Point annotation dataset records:

───

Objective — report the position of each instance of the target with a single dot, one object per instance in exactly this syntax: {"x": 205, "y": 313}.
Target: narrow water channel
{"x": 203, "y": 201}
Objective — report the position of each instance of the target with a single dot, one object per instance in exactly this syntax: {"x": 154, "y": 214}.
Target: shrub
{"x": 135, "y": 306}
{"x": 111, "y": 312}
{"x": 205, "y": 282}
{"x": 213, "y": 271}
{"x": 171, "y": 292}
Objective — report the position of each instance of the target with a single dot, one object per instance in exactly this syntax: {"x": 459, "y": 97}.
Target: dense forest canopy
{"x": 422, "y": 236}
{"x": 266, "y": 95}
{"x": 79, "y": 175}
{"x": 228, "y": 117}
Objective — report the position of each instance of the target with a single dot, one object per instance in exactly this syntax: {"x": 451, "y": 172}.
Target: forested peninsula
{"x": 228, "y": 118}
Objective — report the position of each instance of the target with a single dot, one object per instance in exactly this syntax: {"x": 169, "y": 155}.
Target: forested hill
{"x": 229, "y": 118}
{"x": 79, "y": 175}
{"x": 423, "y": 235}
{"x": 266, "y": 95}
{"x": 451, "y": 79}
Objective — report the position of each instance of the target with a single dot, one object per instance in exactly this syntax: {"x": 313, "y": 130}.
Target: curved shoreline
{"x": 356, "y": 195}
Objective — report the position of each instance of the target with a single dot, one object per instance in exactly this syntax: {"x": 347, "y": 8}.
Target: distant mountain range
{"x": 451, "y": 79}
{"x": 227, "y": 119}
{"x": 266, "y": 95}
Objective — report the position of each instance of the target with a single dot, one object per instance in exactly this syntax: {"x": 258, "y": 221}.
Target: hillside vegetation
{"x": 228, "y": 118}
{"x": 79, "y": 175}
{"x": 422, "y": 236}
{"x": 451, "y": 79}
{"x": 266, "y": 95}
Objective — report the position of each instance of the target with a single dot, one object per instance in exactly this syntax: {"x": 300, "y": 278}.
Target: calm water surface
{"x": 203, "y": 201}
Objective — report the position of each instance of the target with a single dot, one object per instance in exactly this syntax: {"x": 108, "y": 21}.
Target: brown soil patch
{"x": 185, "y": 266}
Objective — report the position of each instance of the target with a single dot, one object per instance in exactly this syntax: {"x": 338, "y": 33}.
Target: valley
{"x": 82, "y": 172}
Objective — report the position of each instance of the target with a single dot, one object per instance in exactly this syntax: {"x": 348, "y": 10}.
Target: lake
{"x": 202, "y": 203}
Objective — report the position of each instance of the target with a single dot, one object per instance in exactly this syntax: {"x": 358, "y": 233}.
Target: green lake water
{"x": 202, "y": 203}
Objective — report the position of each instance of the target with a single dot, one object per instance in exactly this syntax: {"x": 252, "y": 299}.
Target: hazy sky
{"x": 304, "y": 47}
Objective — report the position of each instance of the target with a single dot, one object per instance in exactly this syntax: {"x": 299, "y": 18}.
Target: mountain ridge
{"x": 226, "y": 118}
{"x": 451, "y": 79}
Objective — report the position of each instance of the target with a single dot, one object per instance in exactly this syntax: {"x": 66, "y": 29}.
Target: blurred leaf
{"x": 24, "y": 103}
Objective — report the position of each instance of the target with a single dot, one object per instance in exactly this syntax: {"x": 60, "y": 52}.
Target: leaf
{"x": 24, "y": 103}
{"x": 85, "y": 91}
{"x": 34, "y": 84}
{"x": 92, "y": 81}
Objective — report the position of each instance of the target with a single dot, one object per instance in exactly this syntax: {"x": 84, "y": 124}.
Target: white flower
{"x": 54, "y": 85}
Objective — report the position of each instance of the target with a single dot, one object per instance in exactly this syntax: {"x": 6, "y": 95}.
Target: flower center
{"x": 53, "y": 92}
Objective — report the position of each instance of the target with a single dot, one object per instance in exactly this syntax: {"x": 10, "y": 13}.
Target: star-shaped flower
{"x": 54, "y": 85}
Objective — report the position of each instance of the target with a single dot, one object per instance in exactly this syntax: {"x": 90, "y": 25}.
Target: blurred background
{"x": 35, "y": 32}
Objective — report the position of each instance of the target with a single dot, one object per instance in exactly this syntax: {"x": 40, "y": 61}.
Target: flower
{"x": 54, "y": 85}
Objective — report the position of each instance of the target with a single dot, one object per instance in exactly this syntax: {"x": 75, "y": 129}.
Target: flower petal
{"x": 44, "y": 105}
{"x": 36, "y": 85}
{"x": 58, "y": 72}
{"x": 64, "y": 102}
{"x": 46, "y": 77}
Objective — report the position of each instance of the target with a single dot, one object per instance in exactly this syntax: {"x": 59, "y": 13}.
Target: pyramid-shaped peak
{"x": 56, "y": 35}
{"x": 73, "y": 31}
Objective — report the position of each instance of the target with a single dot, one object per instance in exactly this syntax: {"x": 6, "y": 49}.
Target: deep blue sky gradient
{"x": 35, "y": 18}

───

◆ WHAT IS ASKED: The records above should be returned exactly.

◆ COMPLETE OUTPUT:
Objective — report the position of each instance of the target with a single dot, one object per instance in exactly this syntax: {"x": 205, "y": 313}.
Target: narrow water channel
{"x": 203, "y": 201}
Objective — report the position of each instance of the target with a single dot, one object per instance in exactly this syntax: {"x": 154, "y": 214}.
Target: shrub
{"x": 135, "y": 306}
{"x": 111, "y": 312}
{"x": 205, "y": 282}
{"x": 213, "y": 271}
{"x": 171, "y": 292}
Objective — report the position of each instance of the target with a single dot, one object per instance in exactly this syntax: {"x": 459, "y": 97}.
Target: dense forest canopy
{"x": 422, "y": 236}
{"x": 266, "y": 95}
{"x": 79, "y": 175}
{"x": 228, "y": 117}
Objective — report the position of each instance of the target with a single dot, one object per instance in exactly this syntax: {"x": 451, "y": 172}.
Target: forested peninsula
{"x": 228, "y": 118}
Objective — report the position of each instance of the target with a single dot, one object per instance in exactly this syntax: {"x": 169, "y": 155}.
Target: forested hill
{"x": 229, "y": 118}
{"x": 79, "y": 175}
{"x": 423, "y": 235}
{"x": 266, "y": 95}
{"x": 451, "y": 79}
Objective — report the position of each instance of the target with a single dot, one object per instance in exactly this syntax: {"x": 313, "y": 130}.
Target: curved shoreline
{"x": 356, "y": 195}
Objective — report the position of each instance of the target with a single dot, one object per instance in exactly this syntax: {"x": 347, "y": 8}.
Target: distant mountain range
{"x": 451, "y": 79}
{"x": 227, "y": 119}
{"x": 266, "y": 95}
Objective — report the position of each instance of the target with a single dot, one object per instance in exactly this syntax: {"x": 258, "y": 221}.
Target: hillside vegetation
{"x": 228, "y": 118}
{"x": 79, "y": 175}
{"x": 422, "y": 236}
{"x": 451, "y": 79}
{"x": 266, "y": 95}
Objective — report the position of each instance of the target with a single dot, one object per instance in exactly this syntax: {"x": 300, "y": 278}.
Target: calm water surface
{"x": 203, "y": 201}
Objective — report the position of each instance of the target with a single dot, one object per instance in exactly this syntax: {"x": 108, "y": 21}.
Target: brown soil patch
{"x": 185, "y": 266}
Objective — report the position of each instance of the target with a single dot, one object per instance in exactly this syntax: {"x": 338, "y": 33}.
Target: valley
{"x": 82, "y": 172}
Objective — report the position of each instance of the target with a single dot, one object per instance in exactly this syntax: {"x": 348, "y": 10}.
Target: lake
{"x": 202, "y": 203}
Objective — report the position of each instance of the target with a single dot, one object per instance in exactly this syntax: {"x": 358, "y": 233}.
Target: green lake water
{"x": 202, "y": 203}
Objective — report the position of each instance of the target with a single dot, one object per instance in exactly this syntax: {"x": 252, "y": 299}.
Target: hazy sky
{"x": 304, "y": 47}
Objective — report the position of each instance of the target with a single dot, one object per instance in exactly this syntax: {"x": 299, "y": 18}.
Target: mountain ridge
{"x": 226, "y": 118}
{"x": 451, "y": 79}
Objective — report the position of each instance of the target with a single dot, one object per instance in exactly this syntax: {"x": 66, "y": 29}.
Target: blurred leaf
{"x": 24, "y": 103}
Objective — report the position of each instance of the target with a single dot, one object per instance in exactly this syntax: {"x": 60, "y": 52}.
Target: leaf
{"x": 24, "y": 103}
{"x": 85, "y": 91}
{"x": 34, "y": 84}
{"x": 92, "y": 81}
Objective — report the position of each instance of the target with a single dot, one object per instance in exactly this syntax: {"x": 84, "y": 124}.
Target: white flower
{"x": 54, "y": 85}
Objective — report the position of each instance of the target with a single dot, one object per instance in exactly this syntax: {"x": 6, "y": 95}.
Target: flower center
{"x": 53, "y": 92}
Objective — report the position of each instance of the target with a single dot, one object per instance in exactly this syntax: {"x": 10, "y": 13}.
Target: star-shaped flower
{"x": 54, "y": 85}
Objective — report the position of each instance of the target with a single dot, one object per instance in exactly this syntax: {"x": 90, "y": 25}.
Target: blurred background
{"x": 35, "y": 32}
Objective — report the position of each instance of the target with a single dot, one object per instance in exactly this syntax: {"x": 40, "y": 61}.
Target: flower
{"x": 54, "y": 85}
Objective — report the position of each instance of the target with a single dot, one object per instance in exactly this syntax: {"x": 75, "y": 129}.
Target: flower petal
{"x": 44, "y": 105}
{"x": 36, "y": 85}
{"x": 58, "y": 72}
{"x": 64, "y": 102}
{"x": 46, "y": 77}
Objective — report the position of each instance of the target with a single dot, one object per instance in exactly this syntax: {"x": 59, "y": 13}.
Target: pyramid-shaped peak
{"x": 56, "y": 35}
{"x": 73, "y": 31}
Objective — report the position of each instance of the target with a single dot, one object per instance in exactly this syntax: {"x": 6, "y": 49}.
Target: deep blue sky gradient
{"x": 35, "y": 18}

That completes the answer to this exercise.